**WORK TASK:**
Write out exactly the lines running from the one with "Please place a point on the camouflage jacket" to the last line of the entries, keeping both the first and the last.

Referring expression data
# # # # #

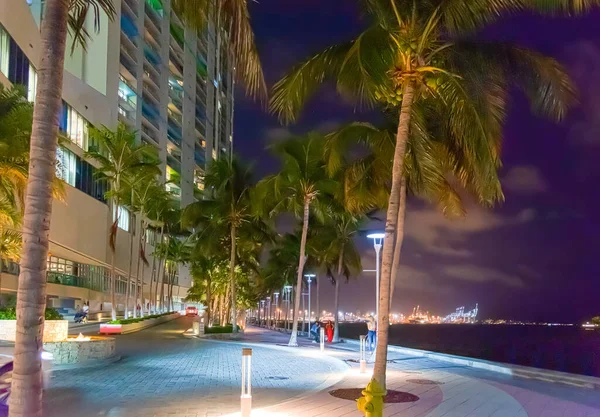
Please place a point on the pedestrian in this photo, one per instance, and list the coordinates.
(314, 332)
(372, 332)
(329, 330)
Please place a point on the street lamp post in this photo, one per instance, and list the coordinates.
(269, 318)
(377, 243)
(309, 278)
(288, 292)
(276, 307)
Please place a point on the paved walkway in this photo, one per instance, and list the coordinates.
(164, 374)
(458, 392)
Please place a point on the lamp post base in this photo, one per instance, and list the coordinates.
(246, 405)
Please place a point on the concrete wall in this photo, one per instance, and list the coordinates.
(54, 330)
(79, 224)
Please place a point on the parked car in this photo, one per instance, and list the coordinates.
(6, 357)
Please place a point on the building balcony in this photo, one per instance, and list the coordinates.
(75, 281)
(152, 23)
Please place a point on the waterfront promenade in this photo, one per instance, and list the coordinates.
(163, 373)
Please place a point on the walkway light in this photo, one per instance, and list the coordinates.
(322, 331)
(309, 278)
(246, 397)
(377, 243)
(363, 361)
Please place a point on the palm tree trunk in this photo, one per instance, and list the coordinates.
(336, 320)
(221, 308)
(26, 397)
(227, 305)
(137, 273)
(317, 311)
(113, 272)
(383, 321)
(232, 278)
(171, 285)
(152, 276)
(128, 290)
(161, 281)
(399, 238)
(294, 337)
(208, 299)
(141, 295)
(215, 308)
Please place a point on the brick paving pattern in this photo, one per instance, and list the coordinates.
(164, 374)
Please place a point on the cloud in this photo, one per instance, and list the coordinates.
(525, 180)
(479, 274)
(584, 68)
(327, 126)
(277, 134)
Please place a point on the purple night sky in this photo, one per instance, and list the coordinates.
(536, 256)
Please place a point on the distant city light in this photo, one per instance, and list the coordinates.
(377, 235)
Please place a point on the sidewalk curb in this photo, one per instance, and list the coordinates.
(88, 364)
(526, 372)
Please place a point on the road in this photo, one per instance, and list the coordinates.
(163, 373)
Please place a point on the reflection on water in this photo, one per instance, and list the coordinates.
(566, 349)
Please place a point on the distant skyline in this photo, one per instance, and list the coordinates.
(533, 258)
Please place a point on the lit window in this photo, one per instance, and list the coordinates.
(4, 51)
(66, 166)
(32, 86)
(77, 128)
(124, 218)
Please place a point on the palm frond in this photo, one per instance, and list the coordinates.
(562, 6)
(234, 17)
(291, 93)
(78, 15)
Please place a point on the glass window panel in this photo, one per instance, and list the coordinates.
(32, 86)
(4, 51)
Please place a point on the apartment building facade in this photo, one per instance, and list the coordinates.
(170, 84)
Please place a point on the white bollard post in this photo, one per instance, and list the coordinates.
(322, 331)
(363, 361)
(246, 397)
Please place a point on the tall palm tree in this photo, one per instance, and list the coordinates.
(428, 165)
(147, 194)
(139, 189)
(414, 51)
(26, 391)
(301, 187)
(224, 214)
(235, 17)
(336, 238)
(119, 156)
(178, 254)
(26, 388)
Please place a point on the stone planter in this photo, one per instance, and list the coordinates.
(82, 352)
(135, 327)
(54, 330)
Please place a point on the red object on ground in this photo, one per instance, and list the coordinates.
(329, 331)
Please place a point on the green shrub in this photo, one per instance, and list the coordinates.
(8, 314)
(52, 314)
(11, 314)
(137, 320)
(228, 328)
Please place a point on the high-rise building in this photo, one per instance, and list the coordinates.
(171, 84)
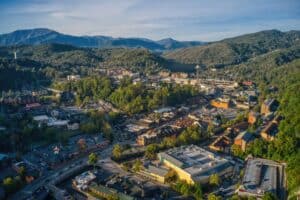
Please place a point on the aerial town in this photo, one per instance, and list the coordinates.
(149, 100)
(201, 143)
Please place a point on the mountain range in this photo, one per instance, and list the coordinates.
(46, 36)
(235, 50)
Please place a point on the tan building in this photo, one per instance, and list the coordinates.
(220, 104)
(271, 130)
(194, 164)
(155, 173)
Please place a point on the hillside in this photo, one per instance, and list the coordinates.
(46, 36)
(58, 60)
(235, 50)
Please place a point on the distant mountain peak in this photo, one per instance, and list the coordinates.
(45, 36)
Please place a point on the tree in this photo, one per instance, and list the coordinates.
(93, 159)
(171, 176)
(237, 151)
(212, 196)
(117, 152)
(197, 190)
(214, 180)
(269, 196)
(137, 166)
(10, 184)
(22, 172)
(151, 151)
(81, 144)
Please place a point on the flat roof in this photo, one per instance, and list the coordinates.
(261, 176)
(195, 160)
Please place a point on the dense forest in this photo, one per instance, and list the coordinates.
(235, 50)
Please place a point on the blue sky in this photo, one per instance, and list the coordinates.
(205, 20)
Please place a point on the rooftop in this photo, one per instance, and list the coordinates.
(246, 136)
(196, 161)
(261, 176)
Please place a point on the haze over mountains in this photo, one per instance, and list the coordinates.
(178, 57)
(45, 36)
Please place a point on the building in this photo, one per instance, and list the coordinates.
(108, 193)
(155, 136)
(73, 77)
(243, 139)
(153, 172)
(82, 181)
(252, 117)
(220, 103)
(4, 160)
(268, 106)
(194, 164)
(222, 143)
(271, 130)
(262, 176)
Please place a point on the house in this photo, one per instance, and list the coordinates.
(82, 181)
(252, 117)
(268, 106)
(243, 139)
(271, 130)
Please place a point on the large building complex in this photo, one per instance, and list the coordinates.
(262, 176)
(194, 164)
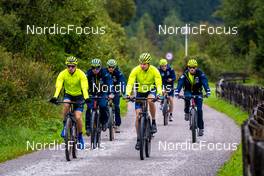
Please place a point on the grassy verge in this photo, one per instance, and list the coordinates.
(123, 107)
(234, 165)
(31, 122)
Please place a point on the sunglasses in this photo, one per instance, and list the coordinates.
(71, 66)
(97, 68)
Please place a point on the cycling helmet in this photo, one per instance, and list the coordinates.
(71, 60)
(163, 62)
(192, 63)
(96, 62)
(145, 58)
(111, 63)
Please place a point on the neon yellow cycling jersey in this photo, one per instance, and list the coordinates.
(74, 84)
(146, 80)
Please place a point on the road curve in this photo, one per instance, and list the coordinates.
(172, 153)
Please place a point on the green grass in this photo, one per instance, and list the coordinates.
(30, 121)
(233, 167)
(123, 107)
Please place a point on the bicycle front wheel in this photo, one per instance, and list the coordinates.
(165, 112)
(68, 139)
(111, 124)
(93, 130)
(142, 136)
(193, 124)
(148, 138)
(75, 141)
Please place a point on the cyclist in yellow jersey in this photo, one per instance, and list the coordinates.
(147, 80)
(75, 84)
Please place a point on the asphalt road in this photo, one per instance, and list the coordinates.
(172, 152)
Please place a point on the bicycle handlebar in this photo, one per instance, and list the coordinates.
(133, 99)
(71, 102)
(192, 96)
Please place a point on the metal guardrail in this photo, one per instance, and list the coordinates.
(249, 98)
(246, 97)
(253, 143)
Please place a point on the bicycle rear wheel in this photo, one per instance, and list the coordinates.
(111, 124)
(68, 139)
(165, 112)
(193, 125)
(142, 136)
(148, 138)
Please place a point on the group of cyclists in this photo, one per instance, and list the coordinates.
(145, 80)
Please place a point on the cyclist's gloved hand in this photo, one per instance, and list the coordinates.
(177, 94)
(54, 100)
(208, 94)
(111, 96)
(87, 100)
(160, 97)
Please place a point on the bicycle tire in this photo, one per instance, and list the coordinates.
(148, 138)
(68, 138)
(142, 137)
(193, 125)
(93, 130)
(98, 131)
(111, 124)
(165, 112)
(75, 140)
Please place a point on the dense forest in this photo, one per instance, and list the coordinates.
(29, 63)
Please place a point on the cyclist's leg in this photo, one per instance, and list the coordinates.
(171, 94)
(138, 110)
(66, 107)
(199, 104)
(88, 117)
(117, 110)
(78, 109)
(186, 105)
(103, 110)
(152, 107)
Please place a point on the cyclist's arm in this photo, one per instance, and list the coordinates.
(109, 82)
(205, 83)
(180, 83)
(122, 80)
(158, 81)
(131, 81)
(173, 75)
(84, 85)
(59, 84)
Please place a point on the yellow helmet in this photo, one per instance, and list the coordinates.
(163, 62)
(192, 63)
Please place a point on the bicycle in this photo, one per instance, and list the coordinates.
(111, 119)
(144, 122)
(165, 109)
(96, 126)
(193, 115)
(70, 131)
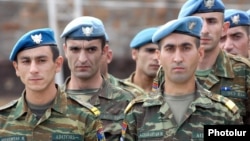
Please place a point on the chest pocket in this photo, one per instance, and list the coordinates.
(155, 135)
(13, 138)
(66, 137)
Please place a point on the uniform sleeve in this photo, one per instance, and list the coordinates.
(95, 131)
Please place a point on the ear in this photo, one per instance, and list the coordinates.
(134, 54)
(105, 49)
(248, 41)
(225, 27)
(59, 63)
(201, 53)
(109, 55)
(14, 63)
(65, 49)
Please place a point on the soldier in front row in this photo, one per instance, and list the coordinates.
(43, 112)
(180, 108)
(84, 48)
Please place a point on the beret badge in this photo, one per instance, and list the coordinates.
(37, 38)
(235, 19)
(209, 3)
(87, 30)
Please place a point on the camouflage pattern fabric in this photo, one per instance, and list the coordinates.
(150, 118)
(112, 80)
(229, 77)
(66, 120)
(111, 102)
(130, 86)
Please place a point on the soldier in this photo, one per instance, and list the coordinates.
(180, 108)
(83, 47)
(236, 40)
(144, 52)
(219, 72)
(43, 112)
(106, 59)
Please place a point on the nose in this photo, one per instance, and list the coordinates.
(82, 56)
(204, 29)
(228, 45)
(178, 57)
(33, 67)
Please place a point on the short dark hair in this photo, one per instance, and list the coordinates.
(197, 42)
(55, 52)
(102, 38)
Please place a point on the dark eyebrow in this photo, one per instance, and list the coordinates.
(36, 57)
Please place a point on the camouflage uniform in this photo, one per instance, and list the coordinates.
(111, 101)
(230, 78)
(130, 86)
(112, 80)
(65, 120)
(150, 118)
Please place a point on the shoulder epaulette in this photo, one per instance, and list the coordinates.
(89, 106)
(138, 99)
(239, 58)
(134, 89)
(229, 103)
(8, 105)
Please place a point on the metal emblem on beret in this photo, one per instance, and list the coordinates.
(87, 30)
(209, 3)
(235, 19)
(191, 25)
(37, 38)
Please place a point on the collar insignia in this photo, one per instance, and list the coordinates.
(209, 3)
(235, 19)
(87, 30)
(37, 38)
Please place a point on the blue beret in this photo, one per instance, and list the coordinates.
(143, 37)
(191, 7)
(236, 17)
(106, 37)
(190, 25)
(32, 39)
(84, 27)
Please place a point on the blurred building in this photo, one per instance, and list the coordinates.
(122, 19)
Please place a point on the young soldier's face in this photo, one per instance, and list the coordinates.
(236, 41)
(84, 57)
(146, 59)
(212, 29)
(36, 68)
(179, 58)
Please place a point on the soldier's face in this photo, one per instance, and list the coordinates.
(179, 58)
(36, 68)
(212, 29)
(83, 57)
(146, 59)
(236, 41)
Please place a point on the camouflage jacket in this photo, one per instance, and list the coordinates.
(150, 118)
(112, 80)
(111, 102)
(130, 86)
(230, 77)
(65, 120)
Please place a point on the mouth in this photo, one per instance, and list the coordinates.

# # # # #

**RESULT FOR THIS TASK:**
Please place a point on the camouflage jacket in this photo, one per instance, and list the coordinates.
(150, 118)
(112, 80)
(111, 102)
(130, 86)
(230, 77)
(65, 120)
Please place a point on the mouth in this photo, one per instance, and list the coordinates.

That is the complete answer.